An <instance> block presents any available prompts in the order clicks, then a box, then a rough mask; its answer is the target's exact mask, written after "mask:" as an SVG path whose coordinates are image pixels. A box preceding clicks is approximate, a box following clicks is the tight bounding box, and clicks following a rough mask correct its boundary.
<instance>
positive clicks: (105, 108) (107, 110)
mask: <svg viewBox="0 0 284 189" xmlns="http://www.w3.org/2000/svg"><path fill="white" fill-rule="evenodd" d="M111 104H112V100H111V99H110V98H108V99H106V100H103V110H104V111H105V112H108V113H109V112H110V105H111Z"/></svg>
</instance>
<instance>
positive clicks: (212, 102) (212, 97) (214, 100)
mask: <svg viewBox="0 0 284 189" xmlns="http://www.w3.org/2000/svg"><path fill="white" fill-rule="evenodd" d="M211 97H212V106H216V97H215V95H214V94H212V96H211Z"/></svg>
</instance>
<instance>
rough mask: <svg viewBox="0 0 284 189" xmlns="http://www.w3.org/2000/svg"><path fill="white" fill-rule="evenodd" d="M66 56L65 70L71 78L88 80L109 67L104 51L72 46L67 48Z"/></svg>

* * *

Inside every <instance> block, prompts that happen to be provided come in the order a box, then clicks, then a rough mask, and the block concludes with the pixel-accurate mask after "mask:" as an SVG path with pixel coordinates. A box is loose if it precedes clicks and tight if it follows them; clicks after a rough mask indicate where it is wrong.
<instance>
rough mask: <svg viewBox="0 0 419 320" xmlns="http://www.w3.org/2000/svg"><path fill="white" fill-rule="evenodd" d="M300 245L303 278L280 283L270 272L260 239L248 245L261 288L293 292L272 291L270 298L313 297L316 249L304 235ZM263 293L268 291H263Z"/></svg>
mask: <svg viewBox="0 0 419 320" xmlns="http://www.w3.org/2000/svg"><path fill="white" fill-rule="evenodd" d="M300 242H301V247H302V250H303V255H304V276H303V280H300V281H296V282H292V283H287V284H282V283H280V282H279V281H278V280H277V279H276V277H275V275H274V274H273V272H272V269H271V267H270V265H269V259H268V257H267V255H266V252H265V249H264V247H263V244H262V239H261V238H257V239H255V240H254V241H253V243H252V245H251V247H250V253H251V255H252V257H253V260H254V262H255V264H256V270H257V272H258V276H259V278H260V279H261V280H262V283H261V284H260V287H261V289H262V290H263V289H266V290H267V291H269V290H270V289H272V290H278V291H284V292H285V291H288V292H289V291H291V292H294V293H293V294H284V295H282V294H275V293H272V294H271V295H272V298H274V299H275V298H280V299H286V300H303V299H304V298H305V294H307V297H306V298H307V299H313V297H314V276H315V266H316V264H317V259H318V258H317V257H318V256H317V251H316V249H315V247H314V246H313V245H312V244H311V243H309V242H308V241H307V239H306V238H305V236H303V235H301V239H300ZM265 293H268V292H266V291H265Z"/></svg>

...

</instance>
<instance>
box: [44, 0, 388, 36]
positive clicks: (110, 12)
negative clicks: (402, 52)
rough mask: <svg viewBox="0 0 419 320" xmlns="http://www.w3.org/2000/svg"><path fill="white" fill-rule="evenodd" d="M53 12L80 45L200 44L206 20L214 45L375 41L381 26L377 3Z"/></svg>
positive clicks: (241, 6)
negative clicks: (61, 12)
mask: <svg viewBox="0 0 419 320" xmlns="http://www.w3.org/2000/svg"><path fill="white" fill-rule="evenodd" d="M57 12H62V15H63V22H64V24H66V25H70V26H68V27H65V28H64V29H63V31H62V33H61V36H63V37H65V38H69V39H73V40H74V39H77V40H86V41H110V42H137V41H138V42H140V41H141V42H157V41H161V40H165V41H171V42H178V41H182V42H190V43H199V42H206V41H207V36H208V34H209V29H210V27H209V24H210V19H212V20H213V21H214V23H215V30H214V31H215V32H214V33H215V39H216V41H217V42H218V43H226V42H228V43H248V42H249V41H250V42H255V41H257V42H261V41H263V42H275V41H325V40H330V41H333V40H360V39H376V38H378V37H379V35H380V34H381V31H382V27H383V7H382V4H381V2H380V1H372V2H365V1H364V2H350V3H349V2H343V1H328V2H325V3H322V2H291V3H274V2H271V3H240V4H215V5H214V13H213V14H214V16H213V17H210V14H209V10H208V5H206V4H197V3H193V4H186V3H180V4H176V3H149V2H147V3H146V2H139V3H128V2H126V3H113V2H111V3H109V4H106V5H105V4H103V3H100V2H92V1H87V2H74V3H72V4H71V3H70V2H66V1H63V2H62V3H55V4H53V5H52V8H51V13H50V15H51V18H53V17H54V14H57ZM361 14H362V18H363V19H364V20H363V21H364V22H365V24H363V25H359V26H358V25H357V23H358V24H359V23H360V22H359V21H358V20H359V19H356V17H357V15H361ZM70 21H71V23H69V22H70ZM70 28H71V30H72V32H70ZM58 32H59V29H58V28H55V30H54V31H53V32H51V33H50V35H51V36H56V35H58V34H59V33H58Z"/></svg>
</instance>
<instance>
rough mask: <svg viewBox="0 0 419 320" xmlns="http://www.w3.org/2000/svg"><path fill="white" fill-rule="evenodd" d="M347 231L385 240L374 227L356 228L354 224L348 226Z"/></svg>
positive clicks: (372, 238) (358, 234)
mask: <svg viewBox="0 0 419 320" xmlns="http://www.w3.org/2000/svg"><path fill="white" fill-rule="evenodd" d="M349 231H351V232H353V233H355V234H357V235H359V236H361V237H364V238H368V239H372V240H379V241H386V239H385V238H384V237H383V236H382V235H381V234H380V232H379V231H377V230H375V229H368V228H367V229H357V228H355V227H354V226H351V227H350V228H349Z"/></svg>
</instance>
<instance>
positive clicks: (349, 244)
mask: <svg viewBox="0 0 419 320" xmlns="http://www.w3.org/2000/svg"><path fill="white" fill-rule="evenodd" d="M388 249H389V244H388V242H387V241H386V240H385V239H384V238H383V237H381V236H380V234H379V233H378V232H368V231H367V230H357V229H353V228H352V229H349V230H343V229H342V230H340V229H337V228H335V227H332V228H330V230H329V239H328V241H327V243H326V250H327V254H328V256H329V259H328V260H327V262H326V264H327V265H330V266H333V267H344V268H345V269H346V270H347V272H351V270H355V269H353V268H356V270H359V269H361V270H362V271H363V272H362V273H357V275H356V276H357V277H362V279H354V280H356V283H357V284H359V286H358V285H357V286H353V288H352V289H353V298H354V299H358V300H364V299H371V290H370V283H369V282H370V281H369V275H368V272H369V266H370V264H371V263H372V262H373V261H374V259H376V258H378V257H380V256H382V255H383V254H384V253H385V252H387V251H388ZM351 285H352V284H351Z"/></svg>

- **Your task**:
Quote the listing above, but only from the line that shows "negative clicks: (402, 52)" through the line that shows "231L385 240L374 227L356".

- **Answer to this exercise**:
negative clicks: (402, 52)
rough mask: <svg viewBox="0 0 419 320" xmlns="http://www.w3.org/2000/svg"><path fill="white" fill-rule="evenodd" d="M53 12L80 45L200 44L206 20L214 45L375 41L381 26L377 3Z"/></svg>
positive clicks: (241, 6)
negative clicks: (61, 12)
mask: <svg viewBox="0 0 419 320" xmlns="http://www.w3.org/2000/svg"><path fill="white" fill-rule="evenodd" d="M57 12H62V15H63V22H64V24H66V25H70V26H68V27H65V28H64V29H63V31H62V33H61V36H63V37H65V38H69V39H73V40H74V39H77V40H86V41H110V42H137V41H138V42H140V41H141V42H157V41H161V40H165V41H171V42H178V41H182V42H190V43H199V42H206V41H207V36H208V34H209V29H210V27H209V24H210V19H212V20H213V21H214V23H215V30H214V31H215V32H214V33H215V39H216V41H217V42H218V43H226V42H228V43H248V42H249V41H250V42H255V41H257V42H261V41H263V42H275V41H325V40H330V41H333V40H360V39H376V38H378V37H379V35H380V34H381V31H382V27H383V7H382V4H381V2H380V1H372V2H365V1H364V2H350V3H349V2H343V1H328V2H325V3H322V2H291V3H274V2H271V3H240V4H215V5H214V13H213V14H214V16H213V17H210V14H209V10H208V5H206V4H197V3H193V4H186V3H180V4H176V3H149V2H147V3H146V2H139V3H128V2H126V3H113V2H111V3H109V4H106V5H105V4H103V3H100V2H92V1H87V2H74V3H72V4H71V3H70V2H66V1H63V2H62V3H55V4H53V5H52V8H51V13H50V15H51V18H53V17H54V14H57ZM361 14H362V18H363V19H364V20H363V21H364V22H365V24H363V25H359V26H358V25H357V23H358V24H359V23H360V22H359V21H358V20H359V19H356V17H357V15H361ZM70 21H71V23H69V22H70ZM70 28H71V30H72V32H70ZM58 32H59V29H58V28H55V30H54V31H53V32H51V33H50V35H51V36H56V35H58V34H59V33H58Z"/></svg>
</instance>
<instance>
rough mask: <svg viewBox="0 0 419 320" xmlns="http://www.w3.org/2000/svg"><path fill="white" fill-rule="evenodd" d="M347 231L385 240L374 227L356 228L354 224L348 226Z"/></svg>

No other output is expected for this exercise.